WORK INSTRUCTION: Please keep to the lines below from the one with "Target: bridge reflection in water" through the one with "Task: Could you identify the riverside", and restate them word for word, ends included.

START DATA

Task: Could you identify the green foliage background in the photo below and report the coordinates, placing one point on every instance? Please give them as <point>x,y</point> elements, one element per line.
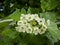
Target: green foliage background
<point>49,9</point>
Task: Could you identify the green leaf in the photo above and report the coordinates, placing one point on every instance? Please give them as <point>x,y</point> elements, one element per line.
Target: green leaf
<point>32,10</point>
<point>29,10</point>
<point>51,38</point>
<point>15,15</point>
<point>23,11</point>
<point>53,30</point>
<point>3,24</point>
<point>49,15</point>
<point>9,33</point>
<point>48,4</point>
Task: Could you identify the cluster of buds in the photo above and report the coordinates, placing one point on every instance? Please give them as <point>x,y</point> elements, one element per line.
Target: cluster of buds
<point>31,23</point>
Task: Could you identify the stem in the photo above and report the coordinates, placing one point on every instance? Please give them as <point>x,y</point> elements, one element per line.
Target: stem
<point>6,20</point>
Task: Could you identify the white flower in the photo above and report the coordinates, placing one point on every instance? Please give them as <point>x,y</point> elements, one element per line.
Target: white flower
<point>20,22</point>
<point>36,30</point>
<point>48,22</point>
<point>41,21</point>
<point>29,30</point>
<point>31,23</point>
<point>44,26</point>
<point>22,28</point>
<point>42,31</point>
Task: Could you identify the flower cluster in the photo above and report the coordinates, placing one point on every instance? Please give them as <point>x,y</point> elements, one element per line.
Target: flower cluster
<point>31,23</point>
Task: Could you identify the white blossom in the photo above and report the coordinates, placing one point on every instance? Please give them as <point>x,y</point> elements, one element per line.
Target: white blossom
<point>31,23</point>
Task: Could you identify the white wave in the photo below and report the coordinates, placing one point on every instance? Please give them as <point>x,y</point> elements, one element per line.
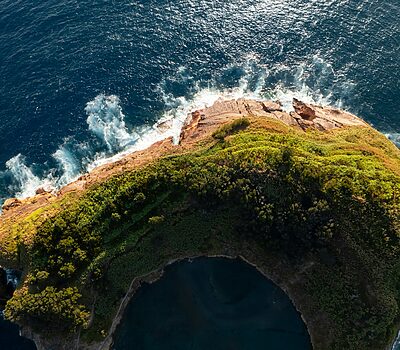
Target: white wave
<point>70,166</point>
<point>106,120</point>
<point>27,182</point>
<point>311,82</point>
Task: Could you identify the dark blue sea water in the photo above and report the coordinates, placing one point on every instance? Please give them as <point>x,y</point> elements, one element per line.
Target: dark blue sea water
<point>81,80</point>
<point>212,304</point>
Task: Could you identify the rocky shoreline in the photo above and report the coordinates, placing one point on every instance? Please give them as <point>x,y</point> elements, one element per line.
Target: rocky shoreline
<point>199,125</point>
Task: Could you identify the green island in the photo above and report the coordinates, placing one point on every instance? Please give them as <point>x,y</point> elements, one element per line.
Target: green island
<point>310,200</point>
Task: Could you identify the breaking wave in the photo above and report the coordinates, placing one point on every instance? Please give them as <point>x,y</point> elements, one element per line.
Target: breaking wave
<point>312,82</point>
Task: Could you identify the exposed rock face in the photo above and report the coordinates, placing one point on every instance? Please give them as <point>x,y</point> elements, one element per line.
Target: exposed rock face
<point>11,203</point>
<point>199,124</point>
<point>305,116</point>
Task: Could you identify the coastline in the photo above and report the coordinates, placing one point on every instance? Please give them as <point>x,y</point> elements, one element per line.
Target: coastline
<point>199,126</point>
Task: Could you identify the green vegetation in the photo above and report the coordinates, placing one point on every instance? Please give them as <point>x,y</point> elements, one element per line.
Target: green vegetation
<point>284,198</point>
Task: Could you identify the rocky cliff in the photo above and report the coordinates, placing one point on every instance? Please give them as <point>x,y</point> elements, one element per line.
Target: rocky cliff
<point>309,197</point>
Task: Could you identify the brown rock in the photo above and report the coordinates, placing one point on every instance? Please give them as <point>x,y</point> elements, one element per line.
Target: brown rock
<point>41,190</point>
<point>304,110</point>
<point>11,203</point>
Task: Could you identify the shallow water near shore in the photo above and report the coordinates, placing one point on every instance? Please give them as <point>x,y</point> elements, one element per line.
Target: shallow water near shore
<point>10,339</point>
<point>211,303</point>
<point>82,81</point>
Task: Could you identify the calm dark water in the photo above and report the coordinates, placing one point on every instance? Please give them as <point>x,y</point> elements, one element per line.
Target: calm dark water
<point>162,58</point>
<point>212,304</point>
<point>10,339</point>
<point>83,80</point>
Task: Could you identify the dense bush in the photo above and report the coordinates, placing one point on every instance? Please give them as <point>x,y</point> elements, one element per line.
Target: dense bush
<point>295,194</point>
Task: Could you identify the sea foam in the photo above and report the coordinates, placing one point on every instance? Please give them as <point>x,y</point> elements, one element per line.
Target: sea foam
<point>314,81</point>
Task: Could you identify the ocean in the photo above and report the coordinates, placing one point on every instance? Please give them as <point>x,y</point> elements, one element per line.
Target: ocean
<point>83,82</point>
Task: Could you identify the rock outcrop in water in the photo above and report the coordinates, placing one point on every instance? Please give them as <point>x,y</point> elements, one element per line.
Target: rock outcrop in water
<point>309,197</point>
<point>199,124</point>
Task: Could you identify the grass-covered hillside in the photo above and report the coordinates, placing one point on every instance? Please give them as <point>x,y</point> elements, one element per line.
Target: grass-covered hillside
<point>319,212</point>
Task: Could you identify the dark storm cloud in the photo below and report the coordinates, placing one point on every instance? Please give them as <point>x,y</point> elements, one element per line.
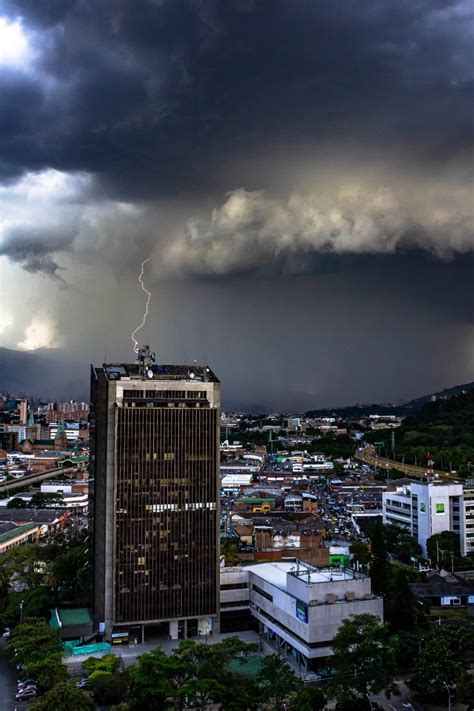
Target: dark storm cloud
<point>156,96</point>
<point>32,249</point>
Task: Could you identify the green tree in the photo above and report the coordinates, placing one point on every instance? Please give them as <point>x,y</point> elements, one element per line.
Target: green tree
<point>310,698</point>
<point>276,680</point>
<point>64,697</point>
<point>403,610</point>
<point>107,663</point>
<point>48,670</point>
<point>192,673</point>
<point>109,687</point>
<point>36,603</point>
<point>440,663</point>
<point>32,641</point>
<point>363,659</point>
<point>24,567</point>
<point>44,501</point>
<point>379,566</point>
<point>230,550</point>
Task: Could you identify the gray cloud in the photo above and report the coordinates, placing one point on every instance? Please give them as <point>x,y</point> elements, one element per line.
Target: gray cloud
<point>349,126</point>
<point>253,232</point>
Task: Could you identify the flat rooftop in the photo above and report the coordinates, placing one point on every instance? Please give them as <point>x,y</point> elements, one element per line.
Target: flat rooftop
<point>129,371</point>
<point>276,573</point>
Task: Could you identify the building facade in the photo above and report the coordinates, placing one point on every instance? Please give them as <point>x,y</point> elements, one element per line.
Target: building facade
<point>155,498</point>
<point>425,509</point>
<point>297,607</point>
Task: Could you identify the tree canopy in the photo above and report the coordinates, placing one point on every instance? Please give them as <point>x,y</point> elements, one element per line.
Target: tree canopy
<point>64,697</point>
<point>363,659</point>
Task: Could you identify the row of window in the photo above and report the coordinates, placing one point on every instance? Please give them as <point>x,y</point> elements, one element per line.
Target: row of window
<point>166,394</point>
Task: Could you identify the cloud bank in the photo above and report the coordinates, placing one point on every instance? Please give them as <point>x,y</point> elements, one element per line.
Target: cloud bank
<point>251,231</point>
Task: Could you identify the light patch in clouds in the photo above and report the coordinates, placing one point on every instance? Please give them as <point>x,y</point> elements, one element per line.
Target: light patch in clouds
<point>40,333</point>
<point>6,320</point>
<point>14,48</point>
<point>251,231</point>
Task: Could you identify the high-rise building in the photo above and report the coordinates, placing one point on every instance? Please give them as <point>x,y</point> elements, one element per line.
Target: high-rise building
<point>155,498</point>
<point>23,412</point>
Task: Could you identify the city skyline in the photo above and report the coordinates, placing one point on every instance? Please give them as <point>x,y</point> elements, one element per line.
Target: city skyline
<point>299,177</point>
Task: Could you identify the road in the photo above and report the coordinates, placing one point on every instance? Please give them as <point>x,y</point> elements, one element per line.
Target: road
<point>368,456</point>
<point>25,481</point>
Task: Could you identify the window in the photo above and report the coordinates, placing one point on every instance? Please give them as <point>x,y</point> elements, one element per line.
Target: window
<point>263,593</point>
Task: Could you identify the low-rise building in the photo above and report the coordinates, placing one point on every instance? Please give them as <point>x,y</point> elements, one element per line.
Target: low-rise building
<point>298,607</point>
<point>424,509</point>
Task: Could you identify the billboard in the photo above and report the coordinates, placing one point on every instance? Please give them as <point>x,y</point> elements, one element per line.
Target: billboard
<point>301,611</point>
<point>205,626</point>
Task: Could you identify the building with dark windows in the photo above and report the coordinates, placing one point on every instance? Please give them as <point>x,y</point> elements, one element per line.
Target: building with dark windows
<point>155,498</point>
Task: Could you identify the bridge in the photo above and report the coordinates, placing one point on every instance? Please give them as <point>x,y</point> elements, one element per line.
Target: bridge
<point>369,456</point>
<point>29,479</point>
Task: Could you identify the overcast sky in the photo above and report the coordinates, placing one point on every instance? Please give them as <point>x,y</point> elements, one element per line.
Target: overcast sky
<point>298,172</point>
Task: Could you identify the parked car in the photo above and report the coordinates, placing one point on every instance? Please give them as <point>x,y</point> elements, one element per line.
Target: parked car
<point>26,694</point>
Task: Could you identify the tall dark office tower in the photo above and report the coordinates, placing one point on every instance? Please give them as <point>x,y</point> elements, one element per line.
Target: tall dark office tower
<point>155,498</point>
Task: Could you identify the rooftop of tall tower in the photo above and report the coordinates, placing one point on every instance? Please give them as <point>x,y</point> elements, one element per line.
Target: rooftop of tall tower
<point>134,371</point>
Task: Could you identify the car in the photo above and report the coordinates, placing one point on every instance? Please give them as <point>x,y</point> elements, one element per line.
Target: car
<point>26,694</point>
<point>23,689</point>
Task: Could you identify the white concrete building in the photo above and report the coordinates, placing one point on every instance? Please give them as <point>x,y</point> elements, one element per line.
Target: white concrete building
<point>298,606</point>
<point>467,518</point>
<point>425,509</point>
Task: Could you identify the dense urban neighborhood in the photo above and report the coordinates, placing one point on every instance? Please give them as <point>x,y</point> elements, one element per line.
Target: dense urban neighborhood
<point>345,580</point>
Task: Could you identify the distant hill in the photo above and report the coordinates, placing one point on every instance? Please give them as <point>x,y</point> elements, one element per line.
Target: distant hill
<point>444,428</point>
<point>42,373</point>
<point>447,392</point>
<point>402,410</point>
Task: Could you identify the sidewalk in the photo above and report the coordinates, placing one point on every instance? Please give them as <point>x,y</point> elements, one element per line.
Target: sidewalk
<point>129,653</point>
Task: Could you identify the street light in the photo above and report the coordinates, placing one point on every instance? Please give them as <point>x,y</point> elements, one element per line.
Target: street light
<point>449,695</point>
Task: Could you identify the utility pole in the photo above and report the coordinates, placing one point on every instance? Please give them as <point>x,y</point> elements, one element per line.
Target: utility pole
<point>449,695</point>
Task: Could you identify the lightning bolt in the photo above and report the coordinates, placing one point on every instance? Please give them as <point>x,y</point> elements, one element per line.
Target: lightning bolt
<point>145,313</point>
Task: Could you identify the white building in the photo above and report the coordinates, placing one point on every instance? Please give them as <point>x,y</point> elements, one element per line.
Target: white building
<point>426,509</point>
<point>467,518</point>
<point>299,607</point>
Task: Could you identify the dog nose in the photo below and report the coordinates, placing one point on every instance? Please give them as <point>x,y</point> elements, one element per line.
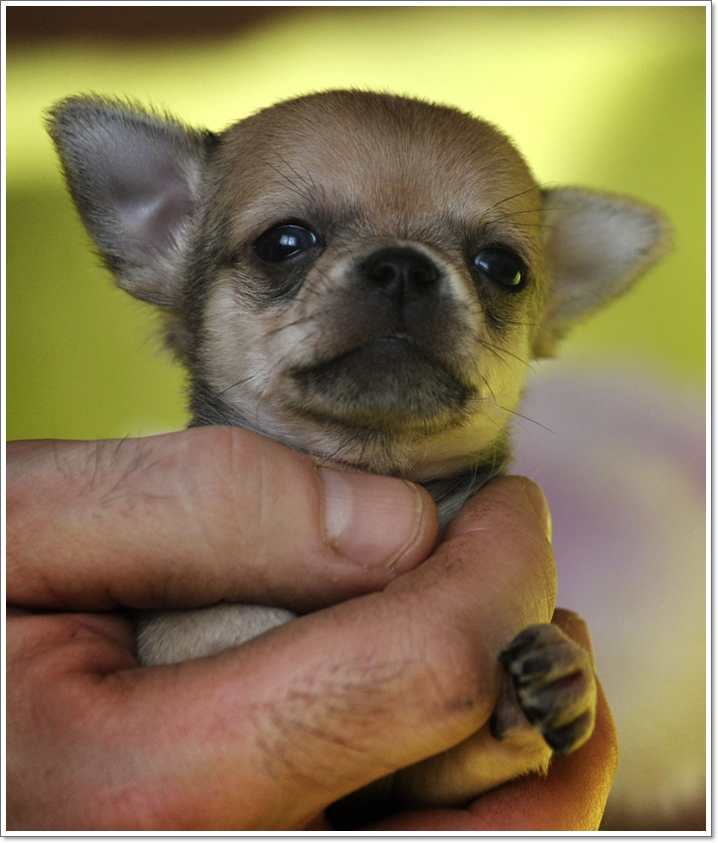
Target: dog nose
<point>401,273</point>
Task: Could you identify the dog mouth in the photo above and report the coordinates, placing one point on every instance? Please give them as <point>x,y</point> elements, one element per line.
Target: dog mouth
<point>389,384</point>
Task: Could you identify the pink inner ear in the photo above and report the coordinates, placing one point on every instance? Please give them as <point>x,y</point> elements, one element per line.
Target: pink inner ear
<point>151,197</point>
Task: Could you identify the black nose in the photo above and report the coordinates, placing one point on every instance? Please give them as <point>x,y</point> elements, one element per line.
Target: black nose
<point>401,273</point>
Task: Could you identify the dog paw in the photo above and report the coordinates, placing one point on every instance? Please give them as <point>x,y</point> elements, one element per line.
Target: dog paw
<point>554,685</point>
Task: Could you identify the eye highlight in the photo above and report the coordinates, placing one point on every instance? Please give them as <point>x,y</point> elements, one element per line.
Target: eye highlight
<point>501,266</point>
<point>283,242</point>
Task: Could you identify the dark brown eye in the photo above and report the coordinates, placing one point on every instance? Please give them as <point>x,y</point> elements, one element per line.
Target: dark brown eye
<point>501,267</point>
<point>284,242</point>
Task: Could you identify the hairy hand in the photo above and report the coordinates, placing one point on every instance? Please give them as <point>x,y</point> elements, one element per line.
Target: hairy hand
<point>267,735</point>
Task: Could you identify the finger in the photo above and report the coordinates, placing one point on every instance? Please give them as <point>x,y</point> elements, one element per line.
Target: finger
<point>287,723</point>
<point>572,797</point>
<point>199,516</point>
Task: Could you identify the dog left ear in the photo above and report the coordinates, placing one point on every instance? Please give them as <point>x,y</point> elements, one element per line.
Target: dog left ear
<point>597,246</point>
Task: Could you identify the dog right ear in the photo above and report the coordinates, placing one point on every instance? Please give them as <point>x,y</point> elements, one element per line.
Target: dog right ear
<point>134,177</point>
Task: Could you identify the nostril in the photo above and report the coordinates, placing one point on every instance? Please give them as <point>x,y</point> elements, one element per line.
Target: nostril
<point>400,271</point>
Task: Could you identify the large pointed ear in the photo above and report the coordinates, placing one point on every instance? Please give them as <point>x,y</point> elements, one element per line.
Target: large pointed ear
<point>597,245</point>
<point>134,176</point>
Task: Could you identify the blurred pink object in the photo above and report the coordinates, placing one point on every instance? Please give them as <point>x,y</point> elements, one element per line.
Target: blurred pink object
<point>621,457</point>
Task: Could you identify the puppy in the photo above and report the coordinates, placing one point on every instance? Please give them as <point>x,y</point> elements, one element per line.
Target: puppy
<point>364,278</point>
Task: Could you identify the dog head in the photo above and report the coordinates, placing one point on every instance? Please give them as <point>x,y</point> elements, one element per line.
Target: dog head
<point>361,276</point>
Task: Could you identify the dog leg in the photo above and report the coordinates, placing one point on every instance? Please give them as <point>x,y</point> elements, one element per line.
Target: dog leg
<point>546,708</point>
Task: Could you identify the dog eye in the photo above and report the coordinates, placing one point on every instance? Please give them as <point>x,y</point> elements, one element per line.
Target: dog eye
<point>500,266</point>
<point>283,242</point>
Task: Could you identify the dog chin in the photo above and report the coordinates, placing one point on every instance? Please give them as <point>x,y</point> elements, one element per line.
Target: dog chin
<point>389,387</point>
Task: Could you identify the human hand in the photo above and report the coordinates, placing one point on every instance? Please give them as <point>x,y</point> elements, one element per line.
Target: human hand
<point>268,735</point>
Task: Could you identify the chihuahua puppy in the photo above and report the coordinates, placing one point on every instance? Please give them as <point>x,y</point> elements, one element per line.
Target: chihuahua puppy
<point>364,278</point>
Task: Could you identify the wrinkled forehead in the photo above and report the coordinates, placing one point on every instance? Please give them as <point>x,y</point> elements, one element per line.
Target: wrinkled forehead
<point>396,165</point>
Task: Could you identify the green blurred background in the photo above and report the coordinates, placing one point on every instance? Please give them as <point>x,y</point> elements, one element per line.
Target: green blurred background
<point>610,97</point>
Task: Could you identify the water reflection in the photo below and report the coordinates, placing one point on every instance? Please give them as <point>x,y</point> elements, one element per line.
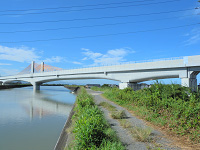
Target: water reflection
<point>39,116</point>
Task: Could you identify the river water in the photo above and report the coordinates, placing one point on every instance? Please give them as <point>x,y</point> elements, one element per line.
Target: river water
<point>33,121</point>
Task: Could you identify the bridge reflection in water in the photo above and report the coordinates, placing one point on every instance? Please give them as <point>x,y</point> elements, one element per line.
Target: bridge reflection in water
<point>40,105</point>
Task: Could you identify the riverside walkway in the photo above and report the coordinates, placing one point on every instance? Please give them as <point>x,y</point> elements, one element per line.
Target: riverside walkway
<point>158,139</point>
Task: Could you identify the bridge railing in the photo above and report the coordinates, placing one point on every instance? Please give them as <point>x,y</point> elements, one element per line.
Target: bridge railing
<point>27,70</point>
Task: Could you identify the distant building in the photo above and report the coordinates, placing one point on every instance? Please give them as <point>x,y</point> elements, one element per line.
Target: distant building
<point>91,85</point>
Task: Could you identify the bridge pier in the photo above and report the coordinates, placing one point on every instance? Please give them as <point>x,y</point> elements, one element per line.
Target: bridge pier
<point>189,82</point>
<point>134,85</point>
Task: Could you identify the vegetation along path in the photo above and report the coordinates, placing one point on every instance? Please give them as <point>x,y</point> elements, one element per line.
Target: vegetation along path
<point>133,132</point>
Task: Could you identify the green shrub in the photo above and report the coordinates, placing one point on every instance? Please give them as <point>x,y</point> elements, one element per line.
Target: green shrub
<point>91,130</point>
<point>164,102</point>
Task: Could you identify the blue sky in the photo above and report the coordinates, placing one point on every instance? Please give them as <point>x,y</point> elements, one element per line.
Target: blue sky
<point>130,30</point>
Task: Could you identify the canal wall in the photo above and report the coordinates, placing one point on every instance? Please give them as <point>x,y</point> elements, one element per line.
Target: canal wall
<point>63,138</point>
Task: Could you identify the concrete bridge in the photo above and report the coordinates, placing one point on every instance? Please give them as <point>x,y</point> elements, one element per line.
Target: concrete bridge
<point>186,68</point>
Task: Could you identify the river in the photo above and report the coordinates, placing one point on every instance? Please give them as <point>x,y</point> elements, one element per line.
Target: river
<point>33,121</point>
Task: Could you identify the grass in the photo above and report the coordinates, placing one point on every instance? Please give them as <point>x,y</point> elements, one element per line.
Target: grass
<point>118,114</point>
<point>168,106</point>
<point>125,123</point>
<point>141,134</point>
<point>108,106</point>
<point>89,127</point>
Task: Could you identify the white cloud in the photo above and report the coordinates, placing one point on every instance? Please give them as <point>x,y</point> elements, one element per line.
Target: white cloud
<point>6,72</point>
<point>114,56</point>
<point>193,37</point>
<point>55,59</point>
<point>78,63</point>
<point>21,54</point>
<point>4,64</point>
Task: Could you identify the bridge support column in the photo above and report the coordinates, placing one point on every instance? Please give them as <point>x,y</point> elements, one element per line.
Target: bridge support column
<point>36,86</point>
<point>189,82</point>
<point>134,85</point>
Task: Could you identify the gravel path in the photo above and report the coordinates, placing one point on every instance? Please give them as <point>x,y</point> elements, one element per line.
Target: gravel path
<point>125,136</point>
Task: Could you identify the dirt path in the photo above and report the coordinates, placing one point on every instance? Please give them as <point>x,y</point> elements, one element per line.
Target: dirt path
<point>158,141</point>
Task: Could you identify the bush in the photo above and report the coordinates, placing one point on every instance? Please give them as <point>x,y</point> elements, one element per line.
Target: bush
<point>178,106</point>
<point>91,129</point>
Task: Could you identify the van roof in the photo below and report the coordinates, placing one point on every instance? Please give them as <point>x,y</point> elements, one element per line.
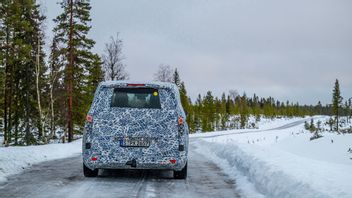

END DATA

ANSWER TO THIS EXERCISE:
Target: bridge reflection in water
<point>40,105</point>
Task: Could you identify the riverside walkway in the photo above and report the coordinates, placing one point on every instance? Please give them as <point>x,y</point> elements, one element per line.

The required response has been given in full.